— Begin DOCUMENT —
Sixty-two percent of American children under the age of 6 are in the care of other people while their parents work. In 2000, in the 11 counties of Southwestern Pennsylvania, 32,040 children were enrolled in childcare centers, which raises the question, “How good are our early education programs?”
To evaluate early education programs, parents should consider whether programs are licensed and accredited. Licensing indicates that state standards to ensure health, safety and basic program requirements have been met.
Accreditation takes into account additional educational programming and staff requirements. However, excellent programs demonstrate other components, which should be expected by parents and insisted upon and facilitated by communities and corporations.
Comparable measures of excellence are recognized in business. These components include a sound philosophy, visionary leadership, professional staff and a nurturing, stimulating environment.
The philosophy driving the program design and activities of high-quality programs responds to the needs, nature and developmental stages of children and families. Directors are comfortable with responsibility, appreciate challenge and change, and understand human nature. They possess a sophisticated theoretical knowledge base and significant levels of experience with which to model the mission.
— End DOCUMENT —
#### WRITTEN REQUEST A:
Check each statement against the passage on early education programs and mark it yes or no, quoting the words that decide it.
(i) In 2000, 32,040 children in the 11 counties of Southwestern Pennsylvania were enrolled in childcare centers.
(ii) Licensing shows that additional educational programming and staff requirements have been met.
(iii) Directors of high-quality programs are described as resistant to change.
#### WRITTEN REQUEST B:
According to the passage on early education programs, what components of excellence are also recognized in business?
— Begin DATA BLOCK —
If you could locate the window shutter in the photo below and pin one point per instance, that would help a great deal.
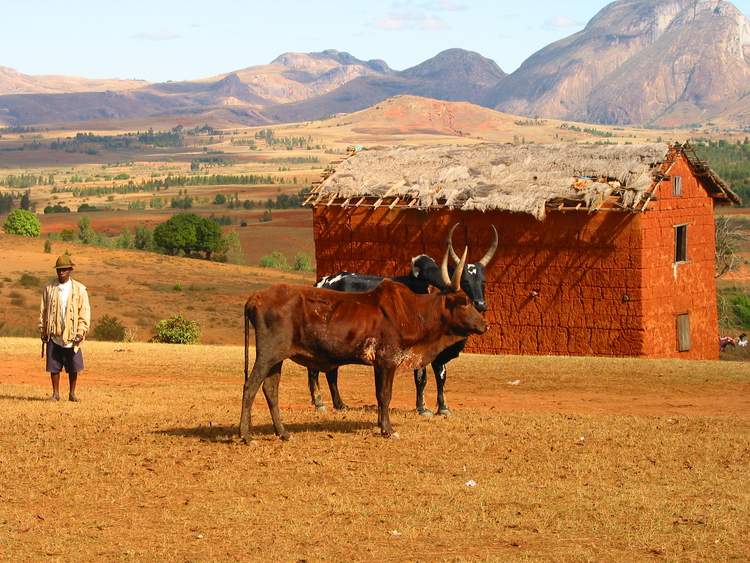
(683, 332)
(680, 243)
— End DATA BLOCK —
#### EXERCISE ANSWER A:
(i) Yes: "In 2000, in the 11 counties of Southwestern Pennsylvania, 32,040 children were enrolled in childcare centers"
(ii) No: "Licensing indicates that state standards to ensure health, safety and basic program requirements have been met."
(iii) No: "Directors are comfortable with responsibility, appreciate challenge and change, and understand human nature."

#### EXERCISE ANSWER B:
A sound philosophy, visionary leadership, professional staff and a nurturing, stimulating environment.